**TEXTE FOURNI:**
################
Comment évaluer vos députés
Peut-on estimer la qualité du travail des élus ? Comment ? Les palmarès établis par la presse sont-ils forcément réducteurs ? En pleine rentrée (houleuse) parlementaire fédérale, et alors que les assemblées communautaires et régionales se sont renouvelées elles aussi, ces questions sont cruciales.
Qu’est-ce qu’un bon parlementaire ? On se posera la question le 24 octobre 2014, lors d’une conférence-débat au parlement de la Fédération Wallonie-Bruxelles, en partenariat avec l’Université libre de Bruxelles (ULB) et Le Vif/L’Express. Cette opération, première du genre, est née en juin 2013, après la publication dans Le Vif/L’Express du premier baromètre des 233 députés francophones siégeant à la Chambre, au Sénat, et dans les parlements régionaux. Celui-ci avait alors provoqué quelques remous.
################
**TÂCHES À RÉALISER:**
a) Traduisez en anglais la phrase suivante du texte sur l'évaluation des députés : « On se posera la question le 24 octobre 2014, lors d’une conférence-débat au parlement de la Fédération Wallonie-Bruxelles, en partenariat avec l’Université libre de Bruxelles (ULB) et Le Vif/L’Express. »
b) Répondez aux questions suivantes à partir du texte sur l'évaluation des députés.
(i) Quelle rentrée parlementaire est qualifiée de houleuse ?
(ii) Combien de députés francophones le premier baromètre recensait-il ?
(iii) Dans quelle publication ce premier baromètre est-il paru ?
c) Rédigez la suite du texte sur l'évaluation des députés en partant de sa dernière phrase.
################
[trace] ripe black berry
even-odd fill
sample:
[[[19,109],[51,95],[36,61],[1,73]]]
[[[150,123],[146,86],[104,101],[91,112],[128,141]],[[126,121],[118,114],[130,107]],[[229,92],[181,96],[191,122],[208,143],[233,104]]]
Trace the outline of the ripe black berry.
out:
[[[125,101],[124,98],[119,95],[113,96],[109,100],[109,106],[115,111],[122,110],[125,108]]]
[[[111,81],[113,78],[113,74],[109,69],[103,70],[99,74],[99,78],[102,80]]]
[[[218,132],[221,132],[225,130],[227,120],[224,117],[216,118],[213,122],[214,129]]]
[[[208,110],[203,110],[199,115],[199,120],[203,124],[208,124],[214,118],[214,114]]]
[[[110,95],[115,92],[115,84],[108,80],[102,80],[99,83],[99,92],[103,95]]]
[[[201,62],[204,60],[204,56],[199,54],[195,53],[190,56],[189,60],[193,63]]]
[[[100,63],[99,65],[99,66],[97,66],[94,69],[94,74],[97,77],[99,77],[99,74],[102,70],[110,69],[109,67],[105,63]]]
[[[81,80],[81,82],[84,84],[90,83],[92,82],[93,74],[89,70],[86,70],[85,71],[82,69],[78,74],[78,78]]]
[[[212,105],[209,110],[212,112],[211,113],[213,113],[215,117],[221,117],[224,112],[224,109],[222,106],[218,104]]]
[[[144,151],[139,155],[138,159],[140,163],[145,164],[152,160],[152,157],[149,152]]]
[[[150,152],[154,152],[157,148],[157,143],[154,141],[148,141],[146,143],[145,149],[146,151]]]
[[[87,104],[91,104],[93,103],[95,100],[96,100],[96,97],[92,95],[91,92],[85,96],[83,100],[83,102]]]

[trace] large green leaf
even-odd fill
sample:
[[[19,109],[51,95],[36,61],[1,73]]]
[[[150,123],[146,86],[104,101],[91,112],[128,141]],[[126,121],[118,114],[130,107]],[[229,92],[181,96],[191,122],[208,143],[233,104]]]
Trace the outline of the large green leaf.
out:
################
**RÉPONSES RÉDIGÉES:**
a) The question will be raised on October 24, 2014, at a conference-debate in the parliament of the Wallonia-Brussels Federation, in partnership with the Université libre de Bruxelles (ULB) and Le Vif/L’Express.

b)
(i) La rentrée parlementaire fédérale.
(ii) 233 députés.
(iii) Dans Le Vif/L’Express.

c)
La conférence, qui se tiendra dans l’hémicycle communautaire (à Bruxelles) et est ouverte au grand public (inscription : www.pfwb.be), sera animée par plusieurs acteurs et observateurs de la vie politique. Parmi eux, Julien Navarro, maître de conférence en science politique à l’université catholique de Lille, affiliée à l’Ecole européenne des sciences politiques et sociales (Espol). Ses travaux portent notamment sur l’Union européenne, les pratiques parlementaires et les élites politiques. Il est également co-auteur de Le cumul des mandats : causes et conséquences (éditions de l’Université libre de Bruxelles). Interview.
Qu’est-ce qu’un député vraiment efficace ?
Je propose une définition simple : l’efficacité d’un député est le rapport entre les efforts qu’il investit dans son travail parlementaire et leurs résultats qu’il en tire. On observe que le plus efficace des députés sera celui qui en investissant peu de temps dans l’activité parlementaire récolte le plus de résultats. En revanche, aux yeux du corps électoral, un bon député est celui qui satisfait ses attentes. Ainsi l’électeur qui vote en faveur d’un parti d’extrême droite, n’attend pas de ses mandataires qu’ils entrent dans le détail du travail législatif. Ce qu’il souhaite en votant pour ceux-là, c’est qu’ils incarnent une opposition dans l’hémicycle.
Pour mesurer la performance des députés, faut-il tenir compte du taux de présence ?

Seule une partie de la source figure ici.